> **Source extract**:

#####

Stirring the Pot

Cooking, Compression and the Quotidian in Breath of the Wild

David is a writer, student and game-maker currently based in Toronto. Follow Adan on Twitter

“What if everything you see is more than what you see—the person next to you is a warrior and the space that appears empty is a secret door to another world? What if something appears that shouldn’t? You either dismiss it, or you accept that there is much more to the world than you think.” – Shigeru Miyamoto

I don’t much like cooking in The Legend of Zelda: Breath of the Wild. I understand its aesthetical value—the imperative to scrounge together enough sustenance for basic survival, especially in the early game. However the more I played and more I discovered, the less novel it became, and the lofty rhetoric surrounding the game only made this dissatisfaction harder to swallow. “Get lost!”, “Turn off the HUD!”, “Figure it out yourself!” and contradictorily “It’s the first ‘real’ Zelda adventure, the other games were only legends, man” against “C’mon grandma break out the graph paper, it’s exactly like Zelda 1!” You’ve got total and absolute freedom to carve your own path… unless you go somewhere too cold or too hot or too windy or too rainy or come across an enemy too strong or, most damningly, don’t really love doing most of the 152 shrines littered across the map. Going in, I felt this odd pressure not only to play the game well, but to play it genuinely. But if Breath of the Wild is meant to be this uber-bildungsroman experience that caters equally to all players like a one-size-fits-all tunic, what meaning does that narrative take on when my journey really was all about the final destination?

It’s a little funny how Breath of the Wild gained its isolationist reputation, since canonically you are flat out given a smartphone and told “Hey listen, if you need any help just use this ‘enchanted’ device and you can obtain whatever knowledge you need no problem”. In his travels Link even seems to bounce around from tower to tower like a cellular signal. Regardless of whether this was meant to be taken meta-textually or not, the implication was seemingly lost on the many critics who pushed for a pre-ordained agenda of immersion and self-reliance over all else. Ironically, many of the very same outlets would go on to compile and publish external resources to make the game more accessible—such as starter guides, walkthroughs, shrine locations and cookbooks—the last of which isn’t included in a half-baked attempt to emulate the circa 2011 Minecraft experience.

#####

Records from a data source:
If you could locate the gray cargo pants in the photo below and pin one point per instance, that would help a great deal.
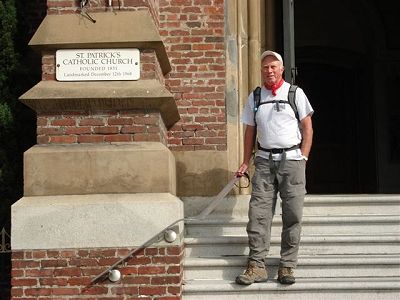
(268, 180)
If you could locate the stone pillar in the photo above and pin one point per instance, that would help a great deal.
(101, 180)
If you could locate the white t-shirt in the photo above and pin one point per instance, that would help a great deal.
(277, 127)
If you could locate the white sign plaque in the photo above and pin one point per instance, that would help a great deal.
(97, 64)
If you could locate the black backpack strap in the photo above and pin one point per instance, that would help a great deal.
(291, 100)
(257, 100)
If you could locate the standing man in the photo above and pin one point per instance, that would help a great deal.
(284, 143)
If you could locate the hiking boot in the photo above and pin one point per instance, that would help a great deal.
(285, 275)
(252, 274)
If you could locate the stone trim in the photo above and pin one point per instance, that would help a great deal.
(122, 29)
(155, 273)
(149, 95)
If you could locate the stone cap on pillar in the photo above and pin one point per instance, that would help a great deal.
(120, 29)
(49, 96)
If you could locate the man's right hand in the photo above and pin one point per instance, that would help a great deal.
(242, 169)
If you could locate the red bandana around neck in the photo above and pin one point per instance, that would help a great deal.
(275, 87)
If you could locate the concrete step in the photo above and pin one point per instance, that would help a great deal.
(326, 266)
(373, 288)
(237, 206)
(310, 245)
(346, 224)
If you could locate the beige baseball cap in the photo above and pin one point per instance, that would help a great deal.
(272, 53)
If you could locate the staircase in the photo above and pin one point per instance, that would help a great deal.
(350, 249)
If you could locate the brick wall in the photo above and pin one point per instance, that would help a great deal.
(193, 31)
(149, 66)
(100, 127)
(73, 6)
(155, 273)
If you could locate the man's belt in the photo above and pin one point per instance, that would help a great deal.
(278, 150)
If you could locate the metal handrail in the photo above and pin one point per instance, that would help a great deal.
(5, 247)
(167, 230)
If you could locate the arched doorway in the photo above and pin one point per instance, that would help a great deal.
(333, 57)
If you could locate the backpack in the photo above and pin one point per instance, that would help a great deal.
(290, 101)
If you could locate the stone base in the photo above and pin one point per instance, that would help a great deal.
(155, 273)
(92, 221)
(61, 243)
(142, 167)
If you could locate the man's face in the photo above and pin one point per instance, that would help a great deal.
(272, 70)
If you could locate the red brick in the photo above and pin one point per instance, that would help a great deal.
(21, 264)
(166, 280)
(95, 290)
(63, 139)
(118, 138)
(120, 121)
(92, 122)
(78, 130)
(37, 292)
(150, 290)
(106, 130)
(17, 292)
(68, 272)
(23, 282)
(53, 281)
(137, 280)
(53, 263)
(151, 270)
(65, 291)
(91, 138)
(125, 290)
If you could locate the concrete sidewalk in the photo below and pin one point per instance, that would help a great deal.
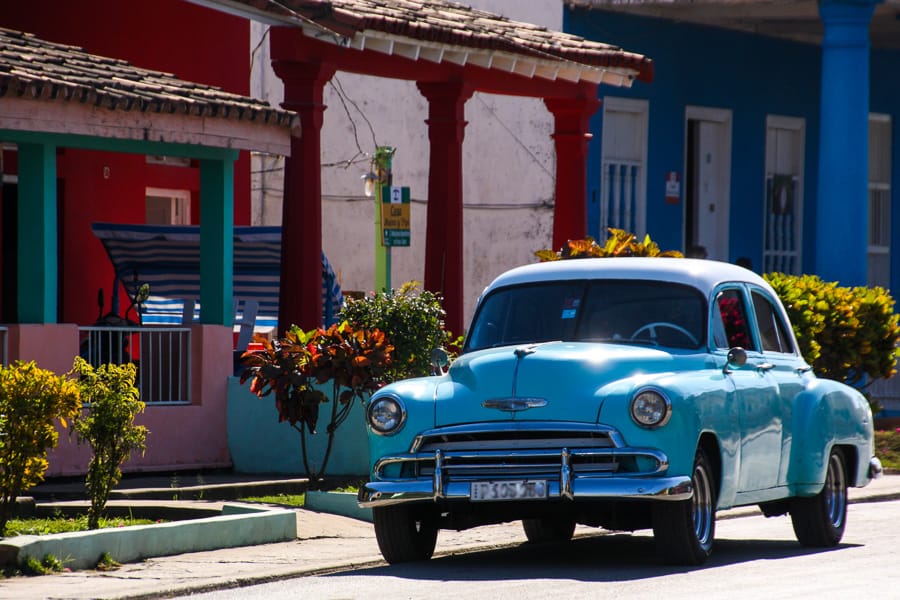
(325, 543)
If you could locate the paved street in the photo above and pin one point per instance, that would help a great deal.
(337, 557)
(755, 558)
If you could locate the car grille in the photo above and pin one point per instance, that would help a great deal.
(469, 453)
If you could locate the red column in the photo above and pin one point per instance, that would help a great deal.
(571, 119)
(300, 299)
(444, 226)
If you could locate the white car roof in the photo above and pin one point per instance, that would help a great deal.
(699, 273)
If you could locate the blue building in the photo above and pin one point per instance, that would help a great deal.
(763, 134)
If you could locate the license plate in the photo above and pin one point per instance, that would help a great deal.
(485, 491)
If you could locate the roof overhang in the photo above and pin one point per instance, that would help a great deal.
(77, 119)
(796, 20)
(530, 64)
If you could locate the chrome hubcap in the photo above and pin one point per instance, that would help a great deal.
(703, 508)
(835, 492)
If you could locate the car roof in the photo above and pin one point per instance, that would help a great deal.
(702, 274)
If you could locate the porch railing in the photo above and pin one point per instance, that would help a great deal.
(162, 356)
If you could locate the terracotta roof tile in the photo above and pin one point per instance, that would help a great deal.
(32, 67)
(452, 23)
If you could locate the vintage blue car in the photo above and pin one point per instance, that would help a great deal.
(623, 393)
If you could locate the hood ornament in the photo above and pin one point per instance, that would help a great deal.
(514, 404)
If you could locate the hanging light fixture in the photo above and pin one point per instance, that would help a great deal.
(369, 184)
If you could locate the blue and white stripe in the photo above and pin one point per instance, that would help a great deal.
(168, 258)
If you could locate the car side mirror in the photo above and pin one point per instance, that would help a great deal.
(439, 361)
(737, 357)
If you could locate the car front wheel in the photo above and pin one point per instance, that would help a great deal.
(819, 521)
(684, 530)
(404, 533)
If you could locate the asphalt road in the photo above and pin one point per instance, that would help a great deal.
(754, 558)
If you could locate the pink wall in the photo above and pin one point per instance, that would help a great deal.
(180, 437)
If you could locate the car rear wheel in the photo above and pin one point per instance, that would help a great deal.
(819, 521)
(404, 533)
(684, 530)
(548, 529)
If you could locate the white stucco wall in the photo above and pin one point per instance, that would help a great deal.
(508, 168)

#####

> **Work to be completed**: Continue the essay on cooking in Breath of the Wild, picking up after its final sentence.

> **Exercise response**:
Once you learn the gist of how recipes work in BotW it becomes just another tedious chore of inventory management, more like tackling an accounting exercise than a Chopped basket, since for any given set of ingredients there is a mathematically solvable ideal combination. “If Link has two apples and Zelda gives him three Moblin horns, how many hearts will he recover?” While this numbers game argument could be levelled against nearly any RPG (though since when is Zelda just any RPG?), for me something about the gastronomical theming added an extra layer of anxiety around meal-planning, nutrition and food waste unbefitting of an epic quest. Furthermore in spite of the massive menu of available options, there is surprisingly little room for culinary experimentation, since all status-effect buffs cancel each other out both when creating and eating dishes. I get why this is, to prevent overpoweredness (an unbalanced diet, if you will), yet I can’t help but think of how games like The Binding of Isaac or even Kirby Star Allies handle power-ups in a way that has capacity for both combinatorial depth and player expressivity. I would also be remiss not to mention Battle Chef Brigade, which marries together elements of RPG’s, brawlers, platformers and puzzlers in a way that comes across as a singular Iron Chef-y vision.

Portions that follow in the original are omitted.